▶ [WHAT TO PRODUCE] Starting with the line that contains "Your task: given the image above, detect power", set down each line through the end of the entries below, exactly and with nothing added.

▶ [Stored data entries]
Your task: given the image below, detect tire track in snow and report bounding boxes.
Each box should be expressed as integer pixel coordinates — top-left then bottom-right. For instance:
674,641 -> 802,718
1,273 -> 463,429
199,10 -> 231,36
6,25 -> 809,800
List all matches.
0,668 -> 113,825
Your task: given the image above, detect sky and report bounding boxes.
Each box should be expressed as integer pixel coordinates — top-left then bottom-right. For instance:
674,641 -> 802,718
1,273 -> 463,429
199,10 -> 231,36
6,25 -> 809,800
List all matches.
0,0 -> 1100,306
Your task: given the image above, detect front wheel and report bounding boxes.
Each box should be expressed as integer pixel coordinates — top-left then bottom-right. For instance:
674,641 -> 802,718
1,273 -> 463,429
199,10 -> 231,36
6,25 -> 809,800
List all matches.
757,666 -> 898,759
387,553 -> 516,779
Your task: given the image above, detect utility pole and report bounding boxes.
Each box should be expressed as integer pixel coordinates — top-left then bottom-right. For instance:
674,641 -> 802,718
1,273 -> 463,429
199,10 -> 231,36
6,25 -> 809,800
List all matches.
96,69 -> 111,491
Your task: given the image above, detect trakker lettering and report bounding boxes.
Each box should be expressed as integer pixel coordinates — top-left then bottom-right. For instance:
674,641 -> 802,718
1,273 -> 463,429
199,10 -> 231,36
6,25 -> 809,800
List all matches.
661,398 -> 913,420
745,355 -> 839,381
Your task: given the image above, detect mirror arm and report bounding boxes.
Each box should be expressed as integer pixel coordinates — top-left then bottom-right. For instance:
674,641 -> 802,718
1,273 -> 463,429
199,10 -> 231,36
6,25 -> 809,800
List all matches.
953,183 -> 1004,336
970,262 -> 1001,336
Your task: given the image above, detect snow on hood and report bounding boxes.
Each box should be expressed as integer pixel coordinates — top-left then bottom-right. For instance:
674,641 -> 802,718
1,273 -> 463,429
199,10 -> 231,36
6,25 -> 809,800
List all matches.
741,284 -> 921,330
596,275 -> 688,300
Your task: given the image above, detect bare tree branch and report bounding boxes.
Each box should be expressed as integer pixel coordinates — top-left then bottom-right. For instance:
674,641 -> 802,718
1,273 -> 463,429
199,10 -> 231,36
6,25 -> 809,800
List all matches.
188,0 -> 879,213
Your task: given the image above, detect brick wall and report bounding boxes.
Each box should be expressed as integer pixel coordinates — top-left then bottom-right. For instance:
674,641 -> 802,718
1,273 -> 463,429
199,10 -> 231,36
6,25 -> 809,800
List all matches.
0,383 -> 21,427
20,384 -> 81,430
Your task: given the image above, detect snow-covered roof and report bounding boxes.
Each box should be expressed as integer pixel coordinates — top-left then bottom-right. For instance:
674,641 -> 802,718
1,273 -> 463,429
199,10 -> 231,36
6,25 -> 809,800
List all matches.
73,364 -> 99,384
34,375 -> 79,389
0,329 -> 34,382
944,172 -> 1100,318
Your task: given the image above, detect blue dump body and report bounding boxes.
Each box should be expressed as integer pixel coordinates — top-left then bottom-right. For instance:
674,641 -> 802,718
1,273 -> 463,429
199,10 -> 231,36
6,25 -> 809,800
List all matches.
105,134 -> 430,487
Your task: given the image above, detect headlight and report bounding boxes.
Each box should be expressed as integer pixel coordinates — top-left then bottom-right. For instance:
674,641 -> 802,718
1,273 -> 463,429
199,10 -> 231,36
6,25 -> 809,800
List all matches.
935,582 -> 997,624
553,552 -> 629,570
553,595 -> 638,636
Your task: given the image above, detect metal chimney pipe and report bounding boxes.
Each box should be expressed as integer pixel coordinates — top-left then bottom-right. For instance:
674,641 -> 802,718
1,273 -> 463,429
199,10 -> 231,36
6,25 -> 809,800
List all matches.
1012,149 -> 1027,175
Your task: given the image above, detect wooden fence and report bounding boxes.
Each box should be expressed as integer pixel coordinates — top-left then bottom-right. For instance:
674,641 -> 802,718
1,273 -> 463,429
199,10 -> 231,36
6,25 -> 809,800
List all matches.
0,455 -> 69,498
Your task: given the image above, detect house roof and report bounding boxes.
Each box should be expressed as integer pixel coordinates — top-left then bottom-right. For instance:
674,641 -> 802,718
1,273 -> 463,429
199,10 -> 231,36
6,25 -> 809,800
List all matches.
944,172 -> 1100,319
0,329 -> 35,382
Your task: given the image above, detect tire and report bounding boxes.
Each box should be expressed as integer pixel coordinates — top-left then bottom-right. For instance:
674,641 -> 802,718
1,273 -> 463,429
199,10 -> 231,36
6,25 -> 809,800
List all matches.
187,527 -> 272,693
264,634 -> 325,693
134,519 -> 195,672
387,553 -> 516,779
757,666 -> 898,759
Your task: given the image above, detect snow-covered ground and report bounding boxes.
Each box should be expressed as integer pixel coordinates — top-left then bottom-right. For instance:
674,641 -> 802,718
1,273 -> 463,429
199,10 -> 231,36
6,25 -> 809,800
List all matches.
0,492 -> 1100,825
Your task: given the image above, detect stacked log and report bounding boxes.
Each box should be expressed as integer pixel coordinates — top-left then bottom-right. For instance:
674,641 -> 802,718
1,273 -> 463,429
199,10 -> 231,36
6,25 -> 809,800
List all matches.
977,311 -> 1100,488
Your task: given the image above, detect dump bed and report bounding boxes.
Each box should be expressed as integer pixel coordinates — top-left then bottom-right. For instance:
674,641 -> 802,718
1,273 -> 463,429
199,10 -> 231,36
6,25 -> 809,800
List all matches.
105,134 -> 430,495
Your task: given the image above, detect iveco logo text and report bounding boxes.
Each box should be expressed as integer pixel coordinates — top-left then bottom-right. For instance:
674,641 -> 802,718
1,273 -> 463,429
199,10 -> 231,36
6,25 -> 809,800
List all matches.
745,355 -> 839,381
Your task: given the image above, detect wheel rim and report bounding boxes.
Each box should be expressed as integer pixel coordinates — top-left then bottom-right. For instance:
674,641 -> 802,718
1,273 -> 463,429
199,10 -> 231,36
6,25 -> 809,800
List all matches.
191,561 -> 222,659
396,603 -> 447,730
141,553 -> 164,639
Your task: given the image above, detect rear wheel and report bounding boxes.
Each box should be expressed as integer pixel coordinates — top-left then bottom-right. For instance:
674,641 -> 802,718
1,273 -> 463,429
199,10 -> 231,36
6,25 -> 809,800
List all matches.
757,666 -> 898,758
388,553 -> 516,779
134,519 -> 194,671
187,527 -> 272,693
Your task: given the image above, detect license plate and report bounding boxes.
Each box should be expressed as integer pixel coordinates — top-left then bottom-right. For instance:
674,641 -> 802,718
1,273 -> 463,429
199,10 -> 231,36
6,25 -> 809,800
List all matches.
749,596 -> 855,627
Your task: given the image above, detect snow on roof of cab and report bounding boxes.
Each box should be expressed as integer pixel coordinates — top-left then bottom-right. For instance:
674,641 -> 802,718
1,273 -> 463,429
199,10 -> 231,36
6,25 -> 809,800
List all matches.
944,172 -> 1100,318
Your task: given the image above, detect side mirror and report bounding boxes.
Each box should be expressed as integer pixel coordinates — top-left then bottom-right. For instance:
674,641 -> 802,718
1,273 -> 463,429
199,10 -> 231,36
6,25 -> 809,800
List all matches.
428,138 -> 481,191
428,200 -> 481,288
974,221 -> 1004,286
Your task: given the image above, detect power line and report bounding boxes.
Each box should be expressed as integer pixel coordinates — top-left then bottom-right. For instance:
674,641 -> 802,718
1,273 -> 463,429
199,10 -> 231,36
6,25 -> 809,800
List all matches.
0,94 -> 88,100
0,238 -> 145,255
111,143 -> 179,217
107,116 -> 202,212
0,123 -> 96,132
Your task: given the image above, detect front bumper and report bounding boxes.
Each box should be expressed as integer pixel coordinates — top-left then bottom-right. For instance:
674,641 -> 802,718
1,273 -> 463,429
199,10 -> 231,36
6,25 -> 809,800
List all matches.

▶ [SOLVED EXERCISE]
Your task: given the image above, detect power line and report bounding boxes.
Each box should be expressed as integer pixel coordinates — top-left then bottom-right. For instance:
674,641 -> 802,718
1,273 -> 463,429
199,10 -> 231,36
6,25 -> 809,800
List all matches.
0,94 -> 88,100
0,238 -> 145,255
111,143 -> 179,217
107,116 -> 202,212
0,123 -> 96,132
Your task: given the image above, detect front bumper and report bounding boxes.
Each box should be expressed as integer pixel coordinates — top-left then bottom-right. For instance:
674,641 -> 802,718
1,273 -> 463,429
199,10 -> 231,36
6,25 -> 809,800
List all matches.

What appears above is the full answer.